■ Problem to work on ■
Could you extract every entry below and reproduce it exactly?

■ Entries provided ■
-- START --
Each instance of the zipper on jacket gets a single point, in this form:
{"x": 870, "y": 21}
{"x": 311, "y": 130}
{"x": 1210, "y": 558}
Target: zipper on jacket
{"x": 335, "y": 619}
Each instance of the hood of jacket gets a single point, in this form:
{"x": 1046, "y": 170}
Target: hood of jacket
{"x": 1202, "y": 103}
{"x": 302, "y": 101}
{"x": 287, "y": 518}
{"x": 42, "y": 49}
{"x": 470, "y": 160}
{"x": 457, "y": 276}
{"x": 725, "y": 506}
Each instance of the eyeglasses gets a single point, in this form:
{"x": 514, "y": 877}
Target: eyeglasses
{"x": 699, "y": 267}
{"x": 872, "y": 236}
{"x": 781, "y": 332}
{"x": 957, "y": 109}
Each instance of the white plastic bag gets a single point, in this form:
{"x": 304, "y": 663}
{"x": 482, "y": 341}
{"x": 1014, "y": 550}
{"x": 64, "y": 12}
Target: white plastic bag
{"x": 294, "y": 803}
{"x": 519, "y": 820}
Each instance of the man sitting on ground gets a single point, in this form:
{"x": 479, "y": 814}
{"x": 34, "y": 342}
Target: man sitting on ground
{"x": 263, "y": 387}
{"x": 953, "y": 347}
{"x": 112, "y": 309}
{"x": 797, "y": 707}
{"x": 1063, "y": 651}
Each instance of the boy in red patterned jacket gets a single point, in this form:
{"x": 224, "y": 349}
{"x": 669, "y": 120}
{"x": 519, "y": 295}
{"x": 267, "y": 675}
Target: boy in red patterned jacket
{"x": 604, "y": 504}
-- END --
■ The response ■
Each instance of the zipper on jacket gets a single point, in this form:
{"x": 870, "y": 21}
{"x": 311, "y": 130}
{"x": 1210, "y": 558}
Target: zipper on jacket
{"x": 335, "y": 619}
Each instance of the hood of jacket gets a single point, in this form:
{"x": 1046, "y": 170}
Target: hood of jacket
{"x": 1202, "y": 103}
{"x": 302, "y": 101}
{"x": 287, "y": 518}
{"x": 42, "y": 49}
{"x": 470, "y": 160}
{"x": 457, "y": 276}
{"x": 725, "y": 506}
Each instance of the eyeglasses gets a single point, in this form:
{"x": 514, "y": 877}
Target: eyeglasses
{"x": 699, "y": 267}
{"x": 872, "y": 236}
{"x": 781, "y": 332}
{"x": 957, "y": 109}
Each instance of the white plastic bag gets a single point, in this form:
{"x": 304, "y": 663}
{"x": 482, "y": 341}
{"x": 1014, "y": 550}
{"x": 64, "y": 12}
Target: white plastic bag
{"x": 294, "y": 803}
{"x": 519, "y": 820}
Each instance of the man sitting on ground gets a single point, in this form:
{"x": 479, "y": 814}
{"x": 34, "y": 342}
Target: man sitting on ground
{"x": 263, "y": 387}
{"x": 953, "y": 347}
{"x": 112, "y": 309}
{"x": 797, "y": 707}
{"x": 1063, "y": 651}
Each instance of the boy in red patterned jacket gets a single point, in this form:
{"x": 224, "y": 349}
{"x": 669, "y": 120}
{"x": 519, "y": 295}
{"x": 267, "y": 675}
Target: boy in red patterned jacket
{"x": 604, "y": 504}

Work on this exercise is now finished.